Extract every line in the records that contains the string "mountain". The match is case-sensitive.
# RECORDS PROVIDED start
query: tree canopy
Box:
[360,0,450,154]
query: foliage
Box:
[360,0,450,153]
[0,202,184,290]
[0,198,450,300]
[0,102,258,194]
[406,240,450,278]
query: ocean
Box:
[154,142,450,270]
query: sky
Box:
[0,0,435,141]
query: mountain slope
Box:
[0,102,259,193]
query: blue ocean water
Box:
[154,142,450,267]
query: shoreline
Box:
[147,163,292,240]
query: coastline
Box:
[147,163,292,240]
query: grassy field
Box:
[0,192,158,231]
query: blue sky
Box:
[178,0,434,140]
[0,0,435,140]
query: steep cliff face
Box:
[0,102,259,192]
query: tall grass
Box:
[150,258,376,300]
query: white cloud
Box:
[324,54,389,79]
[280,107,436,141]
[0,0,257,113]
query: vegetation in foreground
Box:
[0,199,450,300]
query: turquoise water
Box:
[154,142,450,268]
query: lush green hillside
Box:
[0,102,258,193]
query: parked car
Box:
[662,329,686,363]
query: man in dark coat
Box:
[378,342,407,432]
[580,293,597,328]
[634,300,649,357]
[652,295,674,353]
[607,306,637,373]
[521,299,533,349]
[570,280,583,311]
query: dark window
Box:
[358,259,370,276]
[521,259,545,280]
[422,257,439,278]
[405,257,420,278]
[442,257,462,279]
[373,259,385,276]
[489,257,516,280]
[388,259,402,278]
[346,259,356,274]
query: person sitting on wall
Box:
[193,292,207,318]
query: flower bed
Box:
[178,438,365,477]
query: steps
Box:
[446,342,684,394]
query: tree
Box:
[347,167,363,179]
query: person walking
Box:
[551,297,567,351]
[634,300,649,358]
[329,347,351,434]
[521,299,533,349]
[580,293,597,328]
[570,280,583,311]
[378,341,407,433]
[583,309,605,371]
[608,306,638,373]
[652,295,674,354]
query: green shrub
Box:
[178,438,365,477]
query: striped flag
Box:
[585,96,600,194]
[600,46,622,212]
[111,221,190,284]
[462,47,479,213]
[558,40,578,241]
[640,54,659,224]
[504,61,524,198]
# RECORDS PROVIDED end
# RECORDS PROVIDED start
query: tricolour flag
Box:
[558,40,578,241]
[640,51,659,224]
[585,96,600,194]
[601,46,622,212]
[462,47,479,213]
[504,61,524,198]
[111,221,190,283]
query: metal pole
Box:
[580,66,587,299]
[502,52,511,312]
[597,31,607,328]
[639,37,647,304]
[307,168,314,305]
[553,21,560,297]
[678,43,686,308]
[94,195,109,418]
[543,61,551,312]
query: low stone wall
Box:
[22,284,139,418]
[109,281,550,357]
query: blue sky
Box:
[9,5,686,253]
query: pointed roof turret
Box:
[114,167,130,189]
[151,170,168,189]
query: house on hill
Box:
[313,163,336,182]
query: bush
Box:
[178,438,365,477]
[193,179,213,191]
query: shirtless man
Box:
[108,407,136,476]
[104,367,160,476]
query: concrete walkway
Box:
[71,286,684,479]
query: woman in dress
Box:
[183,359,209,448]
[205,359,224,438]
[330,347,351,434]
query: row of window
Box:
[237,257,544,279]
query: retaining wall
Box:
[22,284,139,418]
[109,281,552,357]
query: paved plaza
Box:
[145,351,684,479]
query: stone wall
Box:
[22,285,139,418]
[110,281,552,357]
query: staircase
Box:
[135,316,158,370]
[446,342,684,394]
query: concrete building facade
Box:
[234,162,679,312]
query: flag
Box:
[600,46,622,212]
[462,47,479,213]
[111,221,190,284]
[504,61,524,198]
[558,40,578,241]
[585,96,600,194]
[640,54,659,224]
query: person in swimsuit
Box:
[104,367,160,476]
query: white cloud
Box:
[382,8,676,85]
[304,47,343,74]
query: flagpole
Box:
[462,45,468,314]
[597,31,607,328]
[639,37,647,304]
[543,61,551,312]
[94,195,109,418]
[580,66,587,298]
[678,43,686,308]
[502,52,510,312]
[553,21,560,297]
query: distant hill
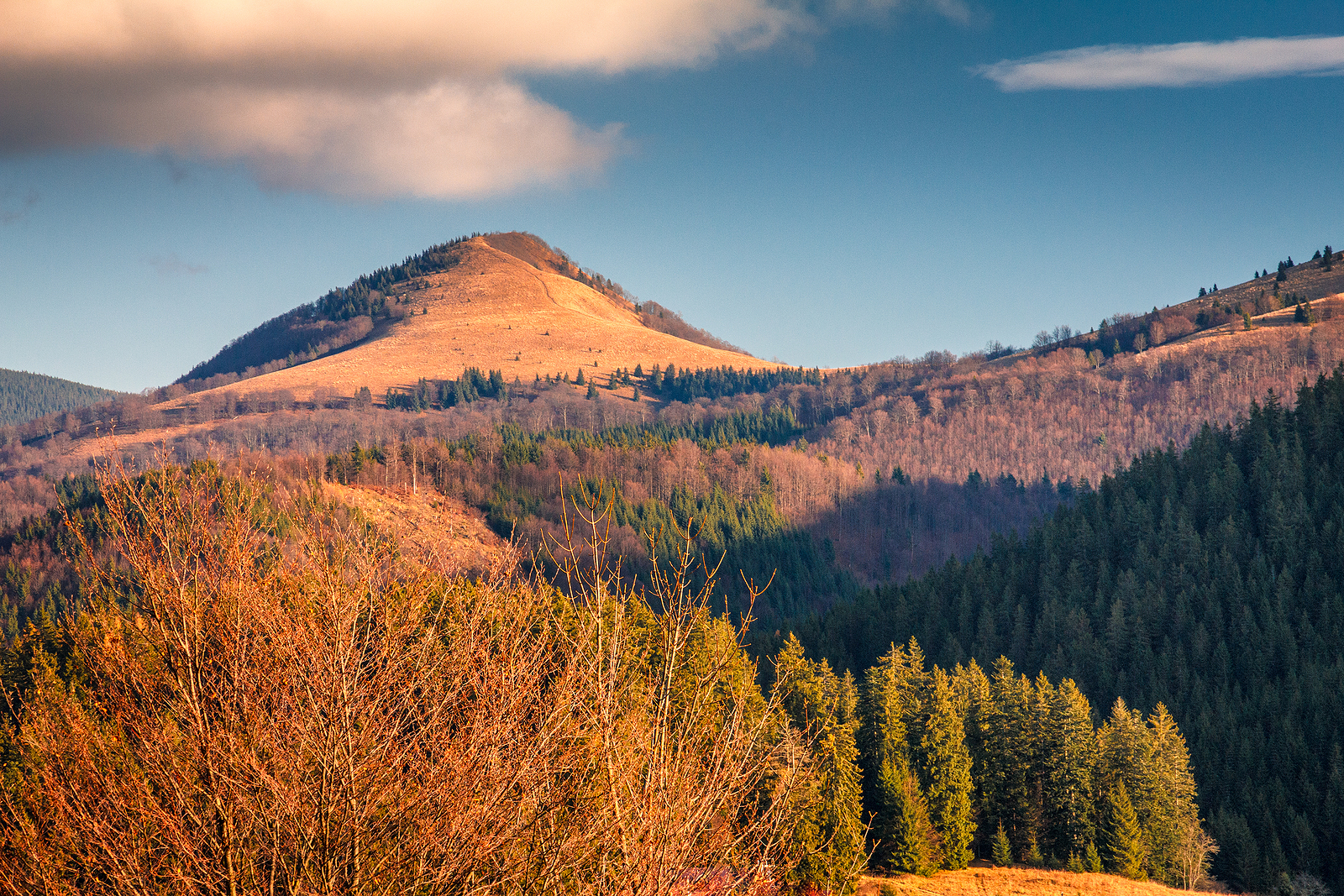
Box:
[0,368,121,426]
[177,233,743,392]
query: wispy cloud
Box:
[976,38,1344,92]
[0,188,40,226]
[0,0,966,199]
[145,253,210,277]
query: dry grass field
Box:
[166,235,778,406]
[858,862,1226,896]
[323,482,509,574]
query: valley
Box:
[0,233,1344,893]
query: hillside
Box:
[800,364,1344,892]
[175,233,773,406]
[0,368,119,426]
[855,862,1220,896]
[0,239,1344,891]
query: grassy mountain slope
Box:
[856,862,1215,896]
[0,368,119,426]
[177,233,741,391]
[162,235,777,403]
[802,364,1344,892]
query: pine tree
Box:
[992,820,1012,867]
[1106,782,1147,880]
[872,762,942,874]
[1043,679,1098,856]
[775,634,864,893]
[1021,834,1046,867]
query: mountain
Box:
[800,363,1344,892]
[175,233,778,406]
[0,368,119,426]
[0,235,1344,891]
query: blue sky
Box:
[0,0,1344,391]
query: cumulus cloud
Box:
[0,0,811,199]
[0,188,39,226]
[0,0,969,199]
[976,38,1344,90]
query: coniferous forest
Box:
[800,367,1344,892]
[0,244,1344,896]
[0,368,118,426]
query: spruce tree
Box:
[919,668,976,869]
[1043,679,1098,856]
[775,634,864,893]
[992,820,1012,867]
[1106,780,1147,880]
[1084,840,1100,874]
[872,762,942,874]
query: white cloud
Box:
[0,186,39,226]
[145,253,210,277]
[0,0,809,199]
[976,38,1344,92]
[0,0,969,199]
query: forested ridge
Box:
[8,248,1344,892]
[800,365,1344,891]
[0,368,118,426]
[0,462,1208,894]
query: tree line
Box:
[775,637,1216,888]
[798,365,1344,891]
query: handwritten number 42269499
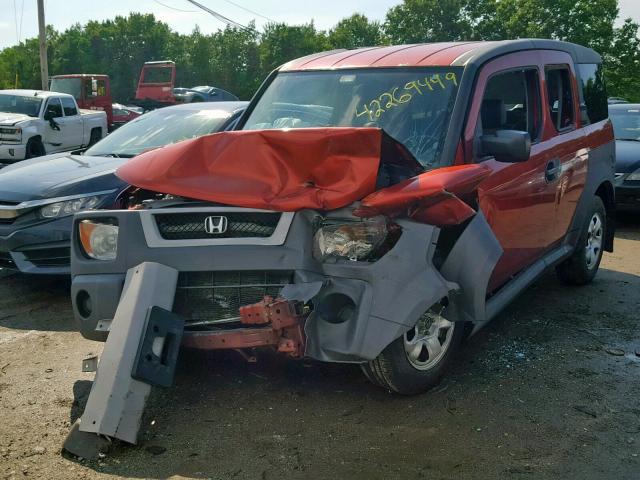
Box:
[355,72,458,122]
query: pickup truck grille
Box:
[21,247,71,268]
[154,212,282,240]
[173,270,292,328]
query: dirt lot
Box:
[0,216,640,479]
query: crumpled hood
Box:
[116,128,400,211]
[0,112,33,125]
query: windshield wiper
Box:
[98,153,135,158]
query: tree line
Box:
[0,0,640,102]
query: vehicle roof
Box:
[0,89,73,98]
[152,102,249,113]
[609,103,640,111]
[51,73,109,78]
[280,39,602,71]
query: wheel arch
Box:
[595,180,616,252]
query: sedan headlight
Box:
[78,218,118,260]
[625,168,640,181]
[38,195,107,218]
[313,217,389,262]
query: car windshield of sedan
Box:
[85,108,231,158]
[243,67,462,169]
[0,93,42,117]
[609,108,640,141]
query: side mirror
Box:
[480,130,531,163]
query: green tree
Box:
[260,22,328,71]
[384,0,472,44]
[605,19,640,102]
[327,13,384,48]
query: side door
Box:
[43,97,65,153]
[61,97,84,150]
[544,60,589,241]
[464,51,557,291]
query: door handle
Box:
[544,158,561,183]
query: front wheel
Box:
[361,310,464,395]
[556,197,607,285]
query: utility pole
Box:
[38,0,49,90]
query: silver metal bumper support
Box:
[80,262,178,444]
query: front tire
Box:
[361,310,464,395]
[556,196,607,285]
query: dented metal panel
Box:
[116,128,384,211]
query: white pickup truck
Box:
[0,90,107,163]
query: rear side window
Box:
# RECORDS PROVIDED end
■ WRITTEN SOLUTION:
query: mountain slope
query: grassy mountain slope
query: mountain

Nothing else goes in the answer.